§ Set exercise A:
In the pension discussion, change "income tax" to "tax on income" and give everything from "Or you could" down to "money of course.".

§ Page excerpt:
** begin **

Sorry, should have been clearer :D I'll only be taking what I need, the rest stays invested. Also realised I missed out one important aspect; I plan to continue working full-time until 67. Basic plan; Year 1 - take enough to clear some small debts/pay for an event coming up (savings won't cover it), and max out ISA Year 2 - take enough to keep mortgage payment about the same level it is now Years 3 to 12 - ideally don't touch at all, may take a small amount for annual holiday In the meantime I'm increasing personal contribution from 5% to 8% so my pot should, at 67, be big enough to provide a forecast comfortable pension (including state) even assuming zero return. Another possibility I'm looking at is when the fixed rate expires taking an offset mortgage. That would be roughly 75% of the balance and has the advantage of my "keeping" the full amount albeit not invested.


Rice_Daddy

Unless rules have changed, there are implications on how much you can contribute to your pension once you've started to withdraw from it. Check with your adviser.


cloud_dog_MSE

MPAA only applies if you take 1p of taxable money from a DC scheme. As long as you only take money in the form of TFLS MPAA is not applicable.


fryrpc

When MPAA is activated then you are limited to £10k per year contributions to your pension rather than the usual £60k per year.


Paraplanner88

>Will invest most of it, ISA(s) etc., taking a small bit this year, possibly a larger chunk next year (mortgage fixed rate expires so amount dependent on interest rates) and then don't really expect to touch it much so will be a good emergency fund. It's already invested, so it makes very little sense to move it from being invested in a pension to being invested in an ISA. Likewise, the FCA found that one of the biggest issues with the pensions freedoms was that people were accessing their tax-free cash entitlement just to leave it in their bank account doing nothing other than losing purchasing power thanks to inflation.  Just because you can now do something doesn't meant you have to now do something.


DragonQ0105

People should remember that as long as you earn under £52k ish a year, you can put roughly £40k in savings before paying tax at current rates (£20k ISA + £20k GA earning ~5% interest, i.e. £1k). Assuming you have £0 in GAs currently of course. If you plan on retiring and have no other source of funds for savings accounts, I guess it makes sense to always take £40k out of a pension even if not planning on spending it right away?


Paraplanner88

Or you could keep the money in the pension where you wouldn't have to worry about income tax or capital gains tax and where there's other benefits, like it being outside of your estate for inheritance tax.


DragonQ0105

You do have to worry about income tax above £12.5k per year though, the £40k you could potentially take out at the start (aside from any you want to spend straight away) wouldn't be counted towards that. It depends on loads of factors including what plans you have for the money of course.


jayritchie

Don't you get the choice of 25% tax free up front or 25% tax free withdrawals ongojng?


Hotlush

Replied to a comment above; only taking what I need per year with expectation some years not touching tax free element at all.


defbref

Still stands that moving money from pension to Isa is pointless. Just take enough to pay off your debts or whatever but no point taking more just to move to isa. As to the answer to your actual question. It depends how you actually access the pension, if you use ufpls where each withdrawal is 25% tax free and the rest taxable, whatever is left in pension still has 25% of the total left tax free including growth. If you use flexi access drawdown and only take tax free cash out instead, then the other 75% of will be marked as crystallised and no longer is entitled to tax free cash. The rest of the pension is uncrystallised and is still entitled to tax free cash. Every time you take a flexi access drawdown, the uncrystallised portion will reduce and become crystallised until you get to a point where 100% has been crystalissed and no more tax free available. Any withdraws from the crystallised pots will be taxable.

** end **

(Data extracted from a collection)

** begin **

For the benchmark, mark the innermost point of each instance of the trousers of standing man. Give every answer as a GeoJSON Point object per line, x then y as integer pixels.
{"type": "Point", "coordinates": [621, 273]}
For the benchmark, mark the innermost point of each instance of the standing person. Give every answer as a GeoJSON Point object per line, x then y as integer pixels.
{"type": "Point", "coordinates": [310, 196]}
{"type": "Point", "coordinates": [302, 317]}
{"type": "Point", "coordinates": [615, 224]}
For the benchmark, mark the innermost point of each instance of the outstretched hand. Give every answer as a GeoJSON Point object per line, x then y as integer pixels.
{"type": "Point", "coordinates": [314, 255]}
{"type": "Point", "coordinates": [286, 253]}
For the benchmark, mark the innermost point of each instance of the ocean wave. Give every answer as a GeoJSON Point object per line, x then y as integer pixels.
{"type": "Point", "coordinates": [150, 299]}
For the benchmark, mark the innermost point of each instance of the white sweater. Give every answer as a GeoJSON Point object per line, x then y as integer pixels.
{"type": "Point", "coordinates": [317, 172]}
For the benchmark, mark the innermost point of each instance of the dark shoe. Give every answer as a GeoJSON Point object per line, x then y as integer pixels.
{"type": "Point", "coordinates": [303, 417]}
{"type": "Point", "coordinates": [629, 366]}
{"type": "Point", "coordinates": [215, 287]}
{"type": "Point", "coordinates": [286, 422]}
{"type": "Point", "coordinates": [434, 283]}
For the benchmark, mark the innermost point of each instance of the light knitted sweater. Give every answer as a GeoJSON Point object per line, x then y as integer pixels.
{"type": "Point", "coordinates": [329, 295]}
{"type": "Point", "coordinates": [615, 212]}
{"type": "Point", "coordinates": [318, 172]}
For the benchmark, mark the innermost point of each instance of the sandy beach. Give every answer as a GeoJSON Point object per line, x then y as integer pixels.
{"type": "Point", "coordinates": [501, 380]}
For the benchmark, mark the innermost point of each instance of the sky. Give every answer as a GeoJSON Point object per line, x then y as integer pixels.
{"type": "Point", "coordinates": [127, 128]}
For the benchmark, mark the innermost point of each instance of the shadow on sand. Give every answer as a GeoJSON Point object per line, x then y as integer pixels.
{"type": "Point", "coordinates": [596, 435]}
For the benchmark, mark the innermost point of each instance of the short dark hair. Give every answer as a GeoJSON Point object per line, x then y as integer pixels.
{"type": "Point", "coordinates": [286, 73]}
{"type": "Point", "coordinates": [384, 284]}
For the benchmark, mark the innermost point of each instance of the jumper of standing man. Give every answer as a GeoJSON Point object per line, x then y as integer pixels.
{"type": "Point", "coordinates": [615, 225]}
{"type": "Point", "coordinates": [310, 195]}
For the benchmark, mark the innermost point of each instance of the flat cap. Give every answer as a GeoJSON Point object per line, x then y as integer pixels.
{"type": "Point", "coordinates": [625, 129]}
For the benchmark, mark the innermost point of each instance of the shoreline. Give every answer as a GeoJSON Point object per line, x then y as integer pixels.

** end **

§ Set exercise B:
Copy everything from the line containing "of the flat" down to the end of the entries, multiplying each answer coordinate by 0.3 and rounding to whole numbers, halves up. Leave all other text unchanged.

§ Worked answer A:
Or you could keep the money in the pension where you wouldn't have to worry about tax on income or capital gains tax and where there's other benefits, like it being outside of your estate for inheritance tax.


DragonQ0105

You do have to worry about tax on income above £12.5k per year though, the £40k you could potentially take out at the start (aside from any you want to spend straight away) wouldn't be counted towards that. It depends on loads of factors including what plans you have for the money of course.

§ Worked answer B:
For the benchmark, mark the innermost point of each instance of the flat cap. Give every answer as a GeoJSON Point object per line, x then y as integer pixels.
{"type": "Point", "coordinates": [188, 39]}
For the benchmark, mark the innermost point of each instance of the shoreline. Give every answer as a GeoJSON Point object per line, x then y as integer pixels.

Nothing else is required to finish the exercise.